Task item
Every entry gets copied exactly. No images go into the copy.

(Material for this exercise begins)

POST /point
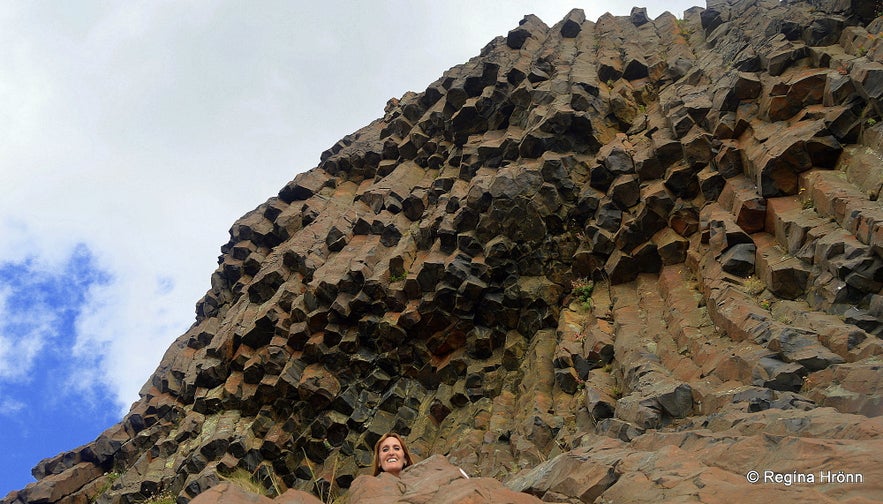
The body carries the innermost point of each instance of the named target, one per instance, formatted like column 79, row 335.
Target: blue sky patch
column 41, row 414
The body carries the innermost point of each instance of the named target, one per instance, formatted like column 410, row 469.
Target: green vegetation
column 163, row 498
column 246, row 481
column 753, row 286
column 327, row 494
column 109, row 479
column 583, row 289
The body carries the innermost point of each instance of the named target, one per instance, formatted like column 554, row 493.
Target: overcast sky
column 133, row 134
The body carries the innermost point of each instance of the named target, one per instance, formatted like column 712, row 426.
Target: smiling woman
column 391, row 455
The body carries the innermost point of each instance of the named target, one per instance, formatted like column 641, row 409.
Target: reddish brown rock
column 432, row 480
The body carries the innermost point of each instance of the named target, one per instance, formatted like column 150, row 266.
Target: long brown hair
column 377, row 470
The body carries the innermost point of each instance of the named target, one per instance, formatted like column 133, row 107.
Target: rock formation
column 628, row 260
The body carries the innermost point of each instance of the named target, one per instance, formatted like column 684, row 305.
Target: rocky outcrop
column 627, row 259
column 433, row 480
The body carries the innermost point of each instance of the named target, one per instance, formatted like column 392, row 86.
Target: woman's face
column 392, row 456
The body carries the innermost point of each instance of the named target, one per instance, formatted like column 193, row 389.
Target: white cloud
column 144, row 129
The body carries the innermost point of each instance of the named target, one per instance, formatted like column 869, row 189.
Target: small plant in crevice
column 753, row 286
column 582, row 290
column 766, row 304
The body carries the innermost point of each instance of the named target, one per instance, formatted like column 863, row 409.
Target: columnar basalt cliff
column 628, row 260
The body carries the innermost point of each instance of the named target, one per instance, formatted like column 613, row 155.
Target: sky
column 133, row 134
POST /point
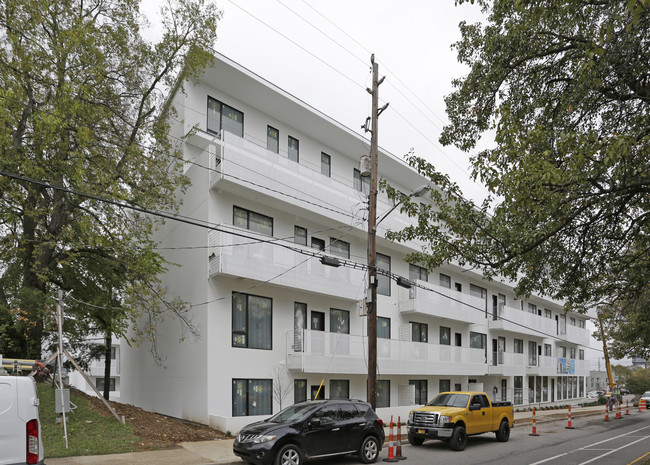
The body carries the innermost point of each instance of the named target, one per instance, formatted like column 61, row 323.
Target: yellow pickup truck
column 452, row 416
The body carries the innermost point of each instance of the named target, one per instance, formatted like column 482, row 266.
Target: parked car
column 646, row 397
column 313, row 429
column 20, row 426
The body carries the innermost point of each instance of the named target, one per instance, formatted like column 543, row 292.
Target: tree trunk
column 108, row 341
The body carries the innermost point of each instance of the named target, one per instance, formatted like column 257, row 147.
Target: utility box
column 66, row 401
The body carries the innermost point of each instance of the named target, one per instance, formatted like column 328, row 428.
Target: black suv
column 315, row 428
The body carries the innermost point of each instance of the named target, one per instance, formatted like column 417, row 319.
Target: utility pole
column 372, row 233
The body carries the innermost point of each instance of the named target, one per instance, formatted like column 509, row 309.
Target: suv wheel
column 369, row 450
column 289, row 454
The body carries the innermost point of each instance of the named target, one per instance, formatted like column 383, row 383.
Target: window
column 257, row 222
column 293, row 150
column 300, row 235
column 383, row 393
column 99, row 383
column 361, row 183
column 383, row 327
column 325, row 164
column 383, row 282
column 339, row 321
column 419, row 332
column 299, row 390
column 339, row 248
column 421, row 390
column 272, row 139
column 444, row 385
column 251, row 321
column 318, row 321
column 445, row 336
column 318, row 244
column 339, row 389
column 252, row 397
column 417, row 272
column 221, row 116
column 519, row 346
column 477, row 340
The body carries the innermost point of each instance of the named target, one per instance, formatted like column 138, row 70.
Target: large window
column 417, row 272
column 419, row 332
column 444, row 385
column 383, row 393
column 252, row 397
column 339, row 248
column 339, row 389
column 445, row 336
column 257, row 222
column 299, row 390
column 383, row 282
column 272, row 139
column 325, row 164
column 221, row 116
column 339, row 321
column 421, row 391
column 300, row 235
column 383, row 327
column 293, row 150
column 251, row 321
column 361, row 183
column 519, row 346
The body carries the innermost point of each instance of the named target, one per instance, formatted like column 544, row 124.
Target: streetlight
column 372, row 281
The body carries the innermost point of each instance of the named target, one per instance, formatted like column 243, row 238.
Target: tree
column 564, row 86
column 85, row 128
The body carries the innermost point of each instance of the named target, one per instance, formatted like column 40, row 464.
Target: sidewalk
column 220, row 451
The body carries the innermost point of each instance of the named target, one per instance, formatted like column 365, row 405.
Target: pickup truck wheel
column 503, row 433
column 458, row 439
column 415, row 441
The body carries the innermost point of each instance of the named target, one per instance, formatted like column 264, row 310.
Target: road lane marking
column 549, row 459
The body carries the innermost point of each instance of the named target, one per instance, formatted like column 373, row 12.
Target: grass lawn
column 89, row 433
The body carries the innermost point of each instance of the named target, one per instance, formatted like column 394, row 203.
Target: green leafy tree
column 82, row 110
column 564, row 87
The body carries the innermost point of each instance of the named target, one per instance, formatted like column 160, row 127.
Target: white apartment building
column 280, row 183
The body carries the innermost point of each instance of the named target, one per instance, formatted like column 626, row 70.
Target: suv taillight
column 32, row 441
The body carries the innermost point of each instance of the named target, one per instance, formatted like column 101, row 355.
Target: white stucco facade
column 269, row 313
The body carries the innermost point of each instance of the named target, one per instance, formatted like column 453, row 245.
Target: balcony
column 239, row 165
column 432, row 300
column 518, row 321
column 263, row 258
column 322, row 352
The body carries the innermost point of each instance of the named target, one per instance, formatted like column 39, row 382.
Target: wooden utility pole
column 372, row 233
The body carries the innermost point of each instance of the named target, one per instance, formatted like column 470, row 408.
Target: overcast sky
column 320, row 52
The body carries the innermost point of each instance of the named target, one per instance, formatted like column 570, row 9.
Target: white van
column 20, row 426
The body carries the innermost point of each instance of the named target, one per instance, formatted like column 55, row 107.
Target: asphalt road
column 592, row 441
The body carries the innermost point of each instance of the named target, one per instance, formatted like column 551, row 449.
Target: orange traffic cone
column 569, row 425
column 391, row 448
column 534, row 433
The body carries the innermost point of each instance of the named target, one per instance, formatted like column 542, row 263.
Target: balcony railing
column 312, row 351
column 519, row 321
column 432, row 300
column 263, row 258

(Material for this exercise ends)

Answer space
POST /point
The body carries the innermost point of each instance of the named target, one per instance, formatted like column 79, row 335.
Target: blue sky patch
column 41, row 414
The body carries the innermost point of each instance of the named target, one per instance, formatted like column 410, row 469.
Target: green vegetation
column 163, row 498
column 246, row 481
column 753, row 286
column 327, row 494
column 109, row 479
column 583, row 289
The body carries the innermost point of each instance of the named target, one per instance, formatted like column 554, row 493.
Target: overcast sky
column 133, row 134
The body carries the innermost point of each instance of the named target, one per instance, formatted like column 712, row 426.
Target: smiling woman
column 391, row 455
The body carries the innermost point of each instance of the named target, one per instance, formatted like column 641, row 409.
Target: reddish brown rock
column 432, row 480
The body carries the innermost point of each instance of the named target, one per instance, formatted like column 150, row 266.
Target: long brown hair
column 377, row 470
The body carries the innermost point of each instance of the named target, one per instance, formatted like column 133, row 107.
Target: rock formation
column 628, row 260
The body carries the innermost point of each instance of the named target, one per instance, formatted like column 684, row 305.
Target: rocky outcrop
column 627, row 259
column 433, row 480
The body carries the innermost point of each instance of the named target, one per instance, formatted like column 392, row 86.
Target: woman's face
column 392, row 456
The body carries the innermost point of each instance of the named target, one per instance, formatted like column 193, row 389.
Target: white cloud
column 144, row 129
The body carries the innermost point of each instance of the named target, one per instance, formatted like column 869, row 189.
Target: small plant in crevice
column 753, row 286
column 582, row 290
column 766, row 304
The body carries the innermost point of each instance of the named target, one per instance, formatted like column 863, row 409.
Target: columnar basalt cliff
column 628, row 260
The body carries the innermost point of each instance of the named target, one per instance, formatted like column 613, row 155.
Target: sky
column 133, row 134
POST /point
The body carries the innermost point of each instance of the named target, one per instance, formatted like column 61, row 323.
Target: yellow pickup truck
column 452, row 416
The body carries the innermost point of each instance of the named target, one per instance, formatted like column 482, row 266.
Target: parked car
column 646, row 397
column 313, row 429
column 20, row 426
The body carries the innermost point of each instance of the named target, one per instance, formatted like column 543, row 292.
Target: tree trunk
column 108, row 341
The body carries the innermost point of each instance of the named target, one per instance, formatted like column 257, row 147.
Target: utility box
column 66, row 401
The body carries the innermost point of each instance of the named target, one per instance, formatted like column 328, row 428.
Target: black suv
column 315, row 428
The body carries the innermost point of each instance of the named target, one per instance, formatted like column 417, row 319.
Target: utility pole
column 372, row 233
The body carries the innermost point of each instance of the named target, one per instance, formatted like column 509, row 309.
Target: suv wheel
column 369, row 450
column 289, row 454
The body carries the innermost point of each instance of the named target, one per instance, formatted like column 383, row 383.
Target: window
column 257, row 222
column 293, row 150
column 300, row 235
column 383, row 393
column 99, row 383
column 361, row 183
column 383, row 327
column 325, row 164
column 383, row 282
column 339, row 321
column 419, row 332
column 299, row 390
column 339, row 248
column 421, row 390
column 272, row 139
column 444, row 385
column 251, row 321
column 318, row 321
column 445, row 336
column 318, row 244
column 339, row 389
column 252, row 397
column 417, row 272
column 221, row 116
column 519, row 346
column 477, row 340
The body carries the innermost point of each instance of the named target, one per instance, formatted like column 138, row 70.
Target: large window
column 417, row 272
column 419, row 332
column 444, row 385
column 383, row 393
column 252, row 397
column 339, row 248
column 339, row 389
column 445, row 336
column 257, row 222
column 299, row 390
column 383, row 282
column 272, row 139
column 325, row 164
column 221, row 116
column 339, row 321
column 421, row 391
column 300, row 235
column 383, row 327
column 293, row 150
column 251, row 321
column 361, row 183
column 519, row 346
The body carries the innermost point of each instance of the named target, one per instance, formatted like column 544, row 124.
Target: streetlight
column 372, row 281
The body carries the innermost point of each instance of the named target, one per instance, formatted like column 243, row 238.
Target: tree
column 564, row 86
column 85, row 128
The body carries the innermost point of each instance of the named target, one per instance, formatted like column 40, row 464.
Target: sidewalk
column 220, row 451
The body carries the innermost point of each instance of the named target, one per instance, formatted like column 365, row 405.
Target: pickup truck wheel
column 503, row 433
column 458, row 439
column 415, row 441
The body carries the innermost point of each instance of the named target, one per instance, formatted like column 264, row 310.
Target: road lane marking
column 549, row 459
The body carries the innermost point of each instance of the named target, one per instance, formatted like column 373, row 12.
Target: grass lawn
column 89, row 433
The body carries the innermost point of each instance of the named target, one per instance, formatted like column 394, row 203.
Target: green leafy tree
column 82, row 110
column 564, row 87
The body carries the innermost point of each instance of the named target, one per instance, formatted like column 160, row 127.
Target: white apartment building
column 280, row 183
The body carries the innermost point of each instance of the named target, one per instance, formatted like column 626, row 70.
Target: suv taillight
column 32, row 441
The body carries the innermost point of each instance of the named target, one per instance, formatted like column 101, row 355.
Target: white stucco facade
column 269, row 313
The body carries the innermost point of each instance of the named target, one per instance, formatted like column 453, row 245.
Target: balcony
column 239, row 165
column 432, row 300
column 518, row 321
column 263, row 258
column 322, row 352
The body carries the innermost point of each instance of the named target, one per instance, formatted like column 39, row 382.
Target: wooden utility pole
column 372, row 233
The body carries the innermost point of each instance of the named target, one per instance, formatted like column 470, row 408.
Target: overcast sky
column 320, row 52
The body carries the innermost point of each instance of the named target, one per instance, formatted like column 570, row 9.
Target: white van
column 20, row 426
The body carries the innermost point of each instance of the named target, one per instance, formatted like column 55, row 107.
Target: asphalt road
column 592, row 441
The body carries the innermost point of each instance of the named target, one per instance, formatted like column 551, row 449.
Target: orange traffic cone
column 569, row 425
column 391, row 448
column 534, row 433
The body carries the innermost point of each instance of the named target, one per instance, formatted like column 542, row 263.
Target: balcony railing
column 312, row 351
column 519, row 321
column 432, row 300
column 263, row 258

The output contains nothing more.